### Exercise instructions
Write every record out again exactly as given.

### Input records
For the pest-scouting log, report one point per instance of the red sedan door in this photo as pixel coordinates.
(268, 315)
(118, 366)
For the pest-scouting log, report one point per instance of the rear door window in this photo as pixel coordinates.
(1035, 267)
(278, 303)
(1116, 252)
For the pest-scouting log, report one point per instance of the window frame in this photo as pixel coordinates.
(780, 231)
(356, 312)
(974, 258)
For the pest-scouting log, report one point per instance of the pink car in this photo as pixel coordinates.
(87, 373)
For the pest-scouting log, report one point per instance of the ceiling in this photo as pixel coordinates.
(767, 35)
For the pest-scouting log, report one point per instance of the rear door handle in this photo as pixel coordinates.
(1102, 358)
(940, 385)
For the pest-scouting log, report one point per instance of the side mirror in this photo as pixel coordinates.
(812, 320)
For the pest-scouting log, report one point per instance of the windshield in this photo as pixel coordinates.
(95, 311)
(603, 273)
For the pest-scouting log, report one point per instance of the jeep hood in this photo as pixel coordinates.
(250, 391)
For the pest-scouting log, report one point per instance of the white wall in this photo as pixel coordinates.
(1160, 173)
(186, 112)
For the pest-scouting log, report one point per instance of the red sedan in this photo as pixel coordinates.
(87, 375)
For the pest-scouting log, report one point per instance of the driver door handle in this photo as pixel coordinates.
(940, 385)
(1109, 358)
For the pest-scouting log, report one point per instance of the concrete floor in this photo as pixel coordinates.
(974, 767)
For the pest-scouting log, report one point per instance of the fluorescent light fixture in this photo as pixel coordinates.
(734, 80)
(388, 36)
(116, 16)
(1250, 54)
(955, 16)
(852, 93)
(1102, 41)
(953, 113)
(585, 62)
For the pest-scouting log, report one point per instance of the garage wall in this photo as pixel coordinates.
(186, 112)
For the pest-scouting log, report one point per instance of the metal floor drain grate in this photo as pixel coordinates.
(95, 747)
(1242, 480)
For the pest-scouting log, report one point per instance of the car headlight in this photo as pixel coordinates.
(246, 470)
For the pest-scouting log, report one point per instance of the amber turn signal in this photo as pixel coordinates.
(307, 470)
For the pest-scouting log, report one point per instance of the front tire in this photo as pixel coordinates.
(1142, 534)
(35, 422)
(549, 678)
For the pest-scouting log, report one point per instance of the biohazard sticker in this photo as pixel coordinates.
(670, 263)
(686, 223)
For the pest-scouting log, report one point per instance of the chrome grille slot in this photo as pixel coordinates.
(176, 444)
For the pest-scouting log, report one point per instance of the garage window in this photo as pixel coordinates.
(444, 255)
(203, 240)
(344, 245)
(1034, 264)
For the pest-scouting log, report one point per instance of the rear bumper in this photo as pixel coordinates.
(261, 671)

### Solution to the problem
For the pest-scouting log, report one point per instance of the red sedan door in this photo as pixel coordinates.
(268, 315)
(118, 366)
For the pest-scouting log, report one point per instance of the rear door window in this photo as pixel coordinates.
(1035, 267)
(278, 303)
(1116, 252)
For the pest-scouting log, report one point per instance of the window frame in this photo as pixel coordinates.
(780, 231)
(356, 312)
(974, 258)
For the pest-scouting log, report one point per instance of the pink car in this photo as pixel coordinates.
(87, 373)
For the pest-scouting log, report one point per instance of the ceiling in this photo as pixel coordinates.
(767, 35)
For the pest-scouting log, report one point per instance of the rear door handle in this photo as pixel coordinates.
(1102, 358)
(940, 385)
For the pest-scouting log, report one point per instance of the side mirror in this photo as pixel coordinates.
(812, 320)
For the pest-scouting log, report one point per instance of the windshield in this photo as pixel coordinates.
(95, 311)
(603, 273)
For the pest-scouting log, report one point per instance of the jeep hood in this photo as pixel coordinates.
(250, 391)
For the pest-scouting log, report one point per instance of the white wall in this photo as pixel coordinates.
(1160, 173)
(186, 112)
For the pest-scouting log, report one point per instance of the red sedan in this photo as pixel coordinates.
(87, 375)
For the pest-scouting log, report one point per instance of the driver door handle in this photo as pixel coordinates.
(940, 385)
(1109, 358)
For the pest-scouting log, report one point per instance of the concrete floor in this photo as pixel coordinates.
(974, 767)
For the pest-scouting log, report one point per instance of the fluorescent light fixture in this photo as pixel coordinates.
(734, 80)
(388, 36)
(116, 16)
(1250, 54)
(955, 16)
(852, 93)
(1102, 41)
(953, 113)
(585, 62)
For the pest-scouting log, report one point per instance of the garage wall in this photo as pixel coordinates.
(186, 112)
For the pest-scouting log, report one point per instance of the metal floor drain grate in this photo as pixel coordinates.
(95, 747)
(1242, 480)
For the pest-scouting log, report one point per instance of the car headlight in this photo as pixel coordinates.
(246, 470)
For the pest-scouting log, report one point per instance of the amber turn signal in this photo as pixel coordinates.
(307, 470)
For the pest-scouting log, report one point per instance of the front tire in this photo as pixel coordinates.
(1142, 534)
(35, 422)
(549, 678)
For the pest-scouting log, report one point per instance of the biohazard sticker in this photo as pixel coordinates.
(670, 263)
(686, 223)
For the pest-scouting log, report one point per instance of the chrome grille slot in this photo as pixel coordinates.
(176, 444)
For the pest-scouting log, report one point per instance of the garage window in this photo as pixel coordinates.
(444, 255)
(203, 240)
(344, 245)
(1034, 264)
For the pest-scouting log, report one point per instance of the rear bumper in this photo as pixel coordinates.
(261, 671)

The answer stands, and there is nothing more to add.